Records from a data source
********
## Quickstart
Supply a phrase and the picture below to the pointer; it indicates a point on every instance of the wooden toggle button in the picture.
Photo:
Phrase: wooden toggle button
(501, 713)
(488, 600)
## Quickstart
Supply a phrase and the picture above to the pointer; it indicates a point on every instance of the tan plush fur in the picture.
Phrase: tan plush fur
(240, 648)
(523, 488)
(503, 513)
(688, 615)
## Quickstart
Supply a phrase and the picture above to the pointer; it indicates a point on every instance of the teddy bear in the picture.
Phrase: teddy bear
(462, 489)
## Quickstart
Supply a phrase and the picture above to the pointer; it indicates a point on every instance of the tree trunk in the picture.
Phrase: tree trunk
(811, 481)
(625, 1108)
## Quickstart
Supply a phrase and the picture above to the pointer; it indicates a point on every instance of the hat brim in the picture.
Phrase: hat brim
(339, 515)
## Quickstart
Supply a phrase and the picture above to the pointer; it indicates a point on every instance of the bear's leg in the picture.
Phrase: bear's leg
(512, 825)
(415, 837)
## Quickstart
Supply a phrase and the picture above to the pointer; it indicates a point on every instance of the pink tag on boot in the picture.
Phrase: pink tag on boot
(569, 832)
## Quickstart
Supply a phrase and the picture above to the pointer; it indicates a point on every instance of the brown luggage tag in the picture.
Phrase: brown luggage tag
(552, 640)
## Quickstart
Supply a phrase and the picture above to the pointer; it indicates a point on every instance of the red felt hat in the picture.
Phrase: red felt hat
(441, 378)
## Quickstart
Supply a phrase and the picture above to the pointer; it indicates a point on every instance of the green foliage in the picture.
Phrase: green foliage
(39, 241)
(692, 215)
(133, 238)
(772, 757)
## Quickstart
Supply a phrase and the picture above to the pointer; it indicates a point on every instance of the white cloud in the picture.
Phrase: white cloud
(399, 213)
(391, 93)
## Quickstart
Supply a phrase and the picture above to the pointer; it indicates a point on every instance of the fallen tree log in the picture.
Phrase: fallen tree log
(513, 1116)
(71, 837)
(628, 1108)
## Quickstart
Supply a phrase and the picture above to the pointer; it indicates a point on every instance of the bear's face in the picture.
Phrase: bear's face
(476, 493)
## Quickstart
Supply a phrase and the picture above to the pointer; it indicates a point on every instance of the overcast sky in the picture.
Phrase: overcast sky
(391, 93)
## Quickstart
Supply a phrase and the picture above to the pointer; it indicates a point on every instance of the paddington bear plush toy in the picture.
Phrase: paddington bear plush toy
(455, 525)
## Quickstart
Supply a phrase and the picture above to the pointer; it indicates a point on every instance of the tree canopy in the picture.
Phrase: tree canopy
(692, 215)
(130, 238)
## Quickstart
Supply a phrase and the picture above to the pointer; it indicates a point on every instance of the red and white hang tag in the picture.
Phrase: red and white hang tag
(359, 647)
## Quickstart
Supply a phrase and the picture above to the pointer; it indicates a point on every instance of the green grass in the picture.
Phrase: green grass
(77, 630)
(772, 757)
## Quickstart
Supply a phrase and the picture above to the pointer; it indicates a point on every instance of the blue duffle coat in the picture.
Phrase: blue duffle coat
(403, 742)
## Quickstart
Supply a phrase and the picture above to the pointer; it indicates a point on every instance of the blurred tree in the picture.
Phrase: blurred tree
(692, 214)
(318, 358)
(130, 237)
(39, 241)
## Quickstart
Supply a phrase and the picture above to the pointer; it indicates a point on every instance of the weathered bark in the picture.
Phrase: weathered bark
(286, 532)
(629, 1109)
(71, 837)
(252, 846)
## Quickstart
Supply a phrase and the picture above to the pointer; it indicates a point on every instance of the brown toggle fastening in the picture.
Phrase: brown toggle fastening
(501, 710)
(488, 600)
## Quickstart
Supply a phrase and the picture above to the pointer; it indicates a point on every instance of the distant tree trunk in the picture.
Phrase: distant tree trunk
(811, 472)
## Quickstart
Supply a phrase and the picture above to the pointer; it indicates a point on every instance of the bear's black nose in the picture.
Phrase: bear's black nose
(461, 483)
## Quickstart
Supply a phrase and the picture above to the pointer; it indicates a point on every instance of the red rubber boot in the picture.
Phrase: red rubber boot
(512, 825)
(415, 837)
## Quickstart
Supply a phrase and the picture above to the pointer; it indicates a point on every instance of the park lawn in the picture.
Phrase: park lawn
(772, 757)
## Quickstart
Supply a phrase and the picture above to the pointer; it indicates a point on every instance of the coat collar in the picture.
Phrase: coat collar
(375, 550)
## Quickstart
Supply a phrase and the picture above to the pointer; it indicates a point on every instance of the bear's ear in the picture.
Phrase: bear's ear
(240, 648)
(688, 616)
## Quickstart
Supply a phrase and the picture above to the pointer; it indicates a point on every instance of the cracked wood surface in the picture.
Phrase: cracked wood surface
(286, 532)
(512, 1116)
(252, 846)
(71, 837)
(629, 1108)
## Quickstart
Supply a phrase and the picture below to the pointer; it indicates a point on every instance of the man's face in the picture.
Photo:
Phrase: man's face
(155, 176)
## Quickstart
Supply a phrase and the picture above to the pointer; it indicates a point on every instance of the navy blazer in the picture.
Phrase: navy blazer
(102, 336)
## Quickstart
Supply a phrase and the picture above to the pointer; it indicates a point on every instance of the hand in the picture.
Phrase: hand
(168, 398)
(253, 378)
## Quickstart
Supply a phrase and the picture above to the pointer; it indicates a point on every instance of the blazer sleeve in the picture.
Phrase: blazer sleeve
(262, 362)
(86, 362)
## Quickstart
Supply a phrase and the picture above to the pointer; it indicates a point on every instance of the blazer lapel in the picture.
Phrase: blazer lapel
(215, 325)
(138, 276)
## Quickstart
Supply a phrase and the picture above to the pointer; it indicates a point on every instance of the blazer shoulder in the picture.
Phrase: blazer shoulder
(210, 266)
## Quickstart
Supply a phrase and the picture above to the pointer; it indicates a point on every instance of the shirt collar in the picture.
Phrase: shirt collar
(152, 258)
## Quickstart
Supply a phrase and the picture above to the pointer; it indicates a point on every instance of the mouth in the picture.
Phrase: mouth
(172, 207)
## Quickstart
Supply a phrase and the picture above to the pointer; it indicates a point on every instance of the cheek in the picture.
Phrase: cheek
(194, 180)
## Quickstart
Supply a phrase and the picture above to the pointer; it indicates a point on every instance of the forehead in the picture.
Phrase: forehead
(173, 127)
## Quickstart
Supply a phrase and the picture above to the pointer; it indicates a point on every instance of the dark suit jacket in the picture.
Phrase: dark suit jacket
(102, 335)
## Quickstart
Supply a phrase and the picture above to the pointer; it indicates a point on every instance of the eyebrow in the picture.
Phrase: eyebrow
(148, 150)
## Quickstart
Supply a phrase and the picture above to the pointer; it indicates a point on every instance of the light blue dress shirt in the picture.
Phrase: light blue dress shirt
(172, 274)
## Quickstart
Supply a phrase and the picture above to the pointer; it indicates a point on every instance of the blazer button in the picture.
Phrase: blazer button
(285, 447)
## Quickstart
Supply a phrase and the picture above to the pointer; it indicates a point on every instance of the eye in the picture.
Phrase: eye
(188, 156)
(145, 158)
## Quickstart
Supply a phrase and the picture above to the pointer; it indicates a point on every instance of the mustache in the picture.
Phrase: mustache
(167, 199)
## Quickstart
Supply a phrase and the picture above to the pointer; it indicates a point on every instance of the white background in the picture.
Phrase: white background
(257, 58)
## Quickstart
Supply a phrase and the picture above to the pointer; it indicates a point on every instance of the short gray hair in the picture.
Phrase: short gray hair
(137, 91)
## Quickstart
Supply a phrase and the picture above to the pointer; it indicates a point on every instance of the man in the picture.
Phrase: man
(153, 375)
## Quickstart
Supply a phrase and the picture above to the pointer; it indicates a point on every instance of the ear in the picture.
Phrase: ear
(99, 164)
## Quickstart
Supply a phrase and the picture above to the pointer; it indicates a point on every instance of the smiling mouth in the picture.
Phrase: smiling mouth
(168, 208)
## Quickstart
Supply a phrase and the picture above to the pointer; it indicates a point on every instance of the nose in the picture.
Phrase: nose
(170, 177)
********
Shift every coordinate in the answers by adding 36 to each number, and rewrite the lines with all else unchanged, starting at the beginning of the records and going on through the line containing "(625, 1108)". Include the requests and handle only those lines.

## Quickstart
Supply a phrase and the picture below to the pointer; it indicates a point on every instance of the wooden toggle button in the picture.
Photo:
Phrase: wooden toggle button
(537, 749)
(524, 636)
## Quickstart
Supply a phrase and the picture above to the pointer; it indicates a point on every instance of the tan plush fur in the picture.
Phrase: tan plush fur
(276, 684)
(559, 524)
(539, 549)
(724, 651)
## Quickstart
Supply a phrase and the picture above to the pointer; it indicates a point on every instance of the teddy bear in the picture.
Phrase: teddy bear
(498, 525)
## Quickstart
Supply a phrase and the picture above to the pointer; it indicates a point on every instance of the tree trunk in the picture.
Phrase: tree trunk
(847, 517)
(661, 1144)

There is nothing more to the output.